▶ _Text shown_:
==================================================

United States v. Mirabal Carrion, 140 F. Supp. 226 (D.P.R. 1956)

U.S. District Court for the District of Puerto Rico - 140 F. Supp. 226 (D.P.R. 1956)
April 9, 1956

140 F. Supp. 226 (1956)

UNITED STATES of America
v.
Ramon MIRABAL CARRION et al.

Cr. No. 7251.

United States District Court D. Puerto Rico, San Juan Division.

April 9, 1956.

*227 Ruben Rodriguez Antongiorgi, U. S. Atty., San Juan, P. R., for plaintiff.

Marcos A. Ramirez, Santurce, P. R., Ramon H. Vargas, Arturo Ortiz Toro, Manuel Cruz Horta, San Juan, P. R., R. V. Perez Marchand, Rio Piedras, P. R., Santos P. Amadeo, Romany & Romany, Carlos J. Faure, Tomas I. Nido, San Juan, P. R., J. M. Ramos Barroso, Bayamon, P. R., for defendants.

RUIZ-NAZARIO, District Judge.

The defendants herein have been indicted for conspiracy to advocate the overthrow of the Government of the United States of America by force and violence. Sections 371 and 2385 of Title 18 U.S.C. They have filed various motions which for the purpose of discussion herein may be grouped as:

 
A. Motions to Dismiss the Indictment on Various Grounds
 
B. Motions Attacking as Unlawful the Selection and Composition of the Jury List of this Court from which the Grand Jury which Returned the Indictment was Selected
 
C. Motions for Inspection of Grand Jury Minutes
 
D. Motions for Bill of Particulars
 
A. 
Motions To Dismiss The Indictment 
Ground I

In two of the motions to dismiss the indictment the defendants move this Court to dismiss such parts of the indictment in which acts committed prior to October 28, 1951 are alleged. It is claimed that the Statute of Limitations, Section 3282, 18 U.S.C., bars the prosecution for chargeable acts committed prior to said date. This contention is wholly without merit and must be denied. The indictment in this case, returned on October 27, 1954, charges a conspiracy, continuous in nature, alleged to have commenced on or about March 10, 1946 and continuing up to October 27, 1954, the date of the filing of the indictment. It is well-settled law that in a conspiracy charge the period of limitation is computed from the date of the last overt act. Fiswick v. United States, 1946, 329 U.S. 211, 67 S. Ct. 224, 91 L. Ed. 196; Brown v. Elliot, 1912, 225 U.S. 392, 32 S. Ct. 812, 56 L. Ed. 1136. In the instant indictment six overt acts are alleged, all of which fall within the statutory period. See also United States v. Flynn, D.C., 103 F. Supp. 925, 927, affirmed 2 Cir., 216 F.2d 354, certiorari denied 348 U.S. 909, 75 S. Ct. 295, 99 L. Ed. 713.

==================================================

▶ _Data section_:
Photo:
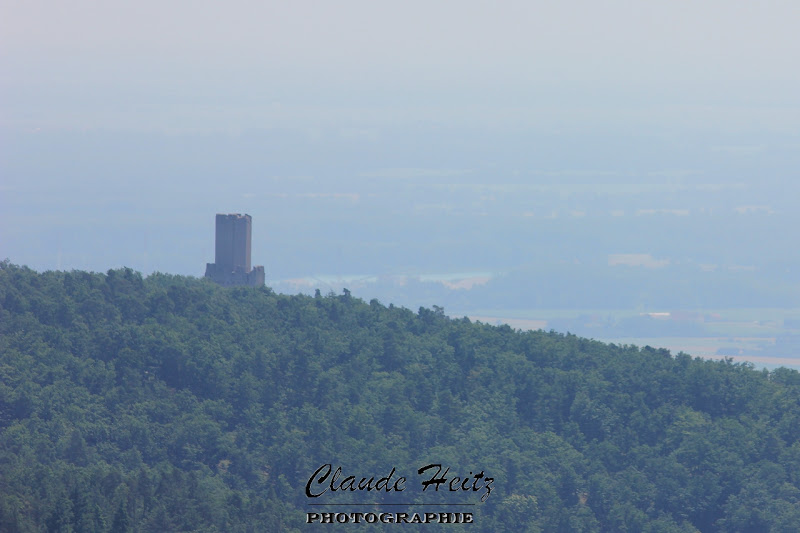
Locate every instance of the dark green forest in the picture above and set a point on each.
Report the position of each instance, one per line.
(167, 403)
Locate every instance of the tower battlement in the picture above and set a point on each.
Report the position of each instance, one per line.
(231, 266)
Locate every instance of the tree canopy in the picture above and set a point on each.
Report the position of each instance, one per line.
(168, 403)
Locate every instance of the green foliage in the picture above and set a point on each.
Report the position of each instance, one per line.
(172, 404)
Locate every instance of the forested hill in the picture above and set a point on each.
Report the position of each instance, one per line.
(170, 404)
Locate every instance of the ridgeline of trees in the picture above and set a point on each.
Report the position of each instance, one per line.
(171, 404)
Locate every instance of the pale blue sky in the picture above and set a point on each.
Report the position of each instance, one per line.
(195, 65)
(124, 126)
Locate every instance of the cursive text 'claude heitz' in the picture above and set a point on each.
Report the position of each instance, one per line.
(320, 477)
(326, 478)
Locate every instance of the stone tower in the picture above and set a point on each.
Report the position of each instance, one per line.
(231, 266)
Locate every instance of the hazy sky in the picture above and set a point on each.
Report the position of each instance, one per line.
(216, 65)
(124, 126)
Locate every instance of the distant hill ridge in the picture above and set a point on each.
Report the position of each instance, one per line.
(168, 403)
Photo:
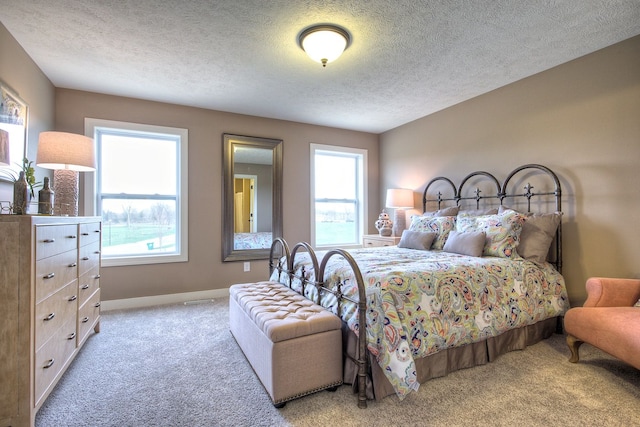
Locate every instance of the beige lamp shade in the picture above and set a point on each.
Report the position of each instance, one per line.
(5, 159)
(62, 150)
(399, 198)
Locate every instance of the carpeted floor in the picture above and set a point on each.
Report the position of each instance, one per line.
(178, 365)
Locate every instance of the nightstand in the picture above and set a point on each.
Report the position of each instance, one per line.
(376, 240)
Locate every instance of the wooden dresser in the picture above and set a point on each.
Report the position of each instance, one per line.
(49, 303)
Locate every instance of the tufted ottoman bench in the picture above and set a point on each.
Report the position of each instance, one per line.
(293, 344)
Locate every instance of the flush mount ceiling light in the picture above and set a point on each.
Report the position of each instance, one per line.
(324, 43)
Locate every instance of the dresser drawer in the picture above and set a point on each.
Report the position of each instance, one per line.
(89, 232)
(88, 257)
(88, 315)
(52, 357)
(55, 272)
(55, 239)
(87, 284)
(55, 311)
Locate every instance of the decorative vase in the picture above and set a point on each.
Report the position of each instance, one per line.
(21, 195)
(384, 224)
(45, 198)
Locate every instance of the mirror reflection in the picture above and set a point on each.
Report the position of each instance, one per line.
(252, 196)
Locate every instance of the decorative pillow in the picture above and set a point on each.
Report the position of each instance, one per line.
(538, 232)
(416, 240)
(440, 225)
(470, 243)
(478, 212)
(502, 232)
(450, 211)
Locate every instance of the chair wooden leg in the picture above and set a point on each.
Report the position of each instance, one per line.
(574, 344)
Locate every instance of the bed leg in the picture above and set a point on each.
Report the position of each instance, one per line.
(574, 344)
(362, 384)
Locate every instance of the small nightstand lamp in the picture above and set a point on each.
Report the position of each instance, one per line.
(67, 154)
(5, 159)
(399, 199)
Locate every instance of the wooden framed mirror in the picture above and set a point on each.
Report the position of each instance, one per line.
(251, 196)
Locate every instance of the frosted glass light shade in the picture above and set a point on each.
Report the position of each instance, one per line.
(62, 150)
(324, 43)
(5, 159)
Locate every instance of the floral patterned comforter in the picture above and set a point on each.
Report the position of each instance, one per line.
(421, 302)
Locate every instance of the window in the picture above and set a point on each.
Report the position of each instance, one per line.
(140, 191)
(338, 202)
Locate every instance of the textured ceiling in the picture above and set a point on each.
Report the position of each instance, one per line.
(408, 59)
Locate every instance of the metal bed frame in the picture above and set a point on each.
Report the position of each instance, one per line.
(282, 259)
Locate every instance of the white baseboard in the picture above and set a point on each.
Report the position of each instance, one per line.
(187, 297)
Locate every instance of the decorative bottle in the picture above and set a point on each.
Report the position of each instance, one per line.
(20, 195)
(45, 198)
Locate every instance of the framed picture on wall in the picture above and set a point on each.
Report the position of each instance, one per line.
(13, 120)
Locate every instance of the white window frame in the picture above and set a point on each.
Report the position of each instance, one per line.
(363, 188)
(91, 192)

==================================================

▶ _What this exercise asks_:
**1.** Rewrite the part of the listing that runs from the line containing "Locate every instance of the floral" through the end of the listing, with "metal bed frame" replaced by "brass bed frame" and everything else left unchanged.
**2.** Continue the court opinion in United States v. Mirabal Carrion from the point where it stops.

▶ _Responses to the tasks_:
**1.**
Locate every instance of the floral patterned comforter in the picture above and set a point on each.
Report the position of each instance, one per line.
(421, 302)
Locate every instance of the window in the picture above and set a point on each.
Report the position of each instance, one per line.
(140, 191)
(338, 202)
Locate every instance of the textured ceiling in the picture above and set a point on each.
Report the position of each instance, one per line.
(408, 59)
Locate every instance of the brass bed frame in the picture above and set a point on each.
Report the position of each instance, one per line.
(282, 259)
Locate every instance of the white baseboard in the picture above and set a point on each.
Report the position of each instance, one per line.
(187, 297)
Locate every instance of the decorative bottle in the picture above and set a point on each.
Report the position of each instance, one per line.
(20, 195)
(45, 198)
Locate every instance of the framed picture on wall in the picture above and set a point on each.
Report the position of each instance, one per line.
(13, 120)
Locate every instance of the white window frame in the picture above and set a point on each.
Report the position of each instance, one per line.
(363, 188)
(91, 192)

**2.**
The motions to dismiss on this ground are therefore denied.

 
*228 Grounds II and III

Section 3 of the original Smith Act, Section 11 of 18 U.S.C. (1946 Ed.), which punished conspiracies to violate said Act was repealed by the Act of June 25, 1948, c. 645, § 21, 62 Stat. 862, which became effective September 1, 1948. Based on that fact, the defendants allege that the indictment herein should be dismissed on two grounds: First, because the same is founded on a statute no longer in existence; Second, because by repealing said Section 3 "Congress manifested its intention that mere conspiracies to violate the Smith Act, without more, should not be constitutive of a crime."

In this respect the Statutory authority for the indictment is given as in violation of "U.S.C., Title 18, Section 11 (1946 Ed.), being Section 3 of the said Smith Act while said section of said Act remained effective, and thereafter in violation of U.S.C., Title 18, Section 371 (1948 Ed.)." I can find no error in the citation of former Section 3 of the Smith Act since it is referred to in conjunction with Section 371, 18 U.S.C. (General Conspiracy Statute). But even on the assumption that there be an improper mention of a repealed statute, the well-accepted rule of law is that an indictment charging an offense under some statute in force will not be dismissed for the reason that there may have been an erroneous citation of another statute. Hammer v. United States, 271 U.S. 620, 46 S. Ct. 603, 70 L. Ed. 1118; Williams v. United States, 168 U.S. 382, 18 S. Ct. 92, 42 L. Ed. 509; United States v. Nixon, 235 U.S. 231, 35 S. Ct. 49, 59 L. Ed. 207; see also Rule 7(c) of the Fed.Rules of Criminal Procedure, 18 U.S.C.

In the present indictment the conspiracy statute makes a crime the acts alleged to have been committed prior to September 1, 1948. United States v. Mesarosh, D.C.1952, 13 F.R.D. 180-187.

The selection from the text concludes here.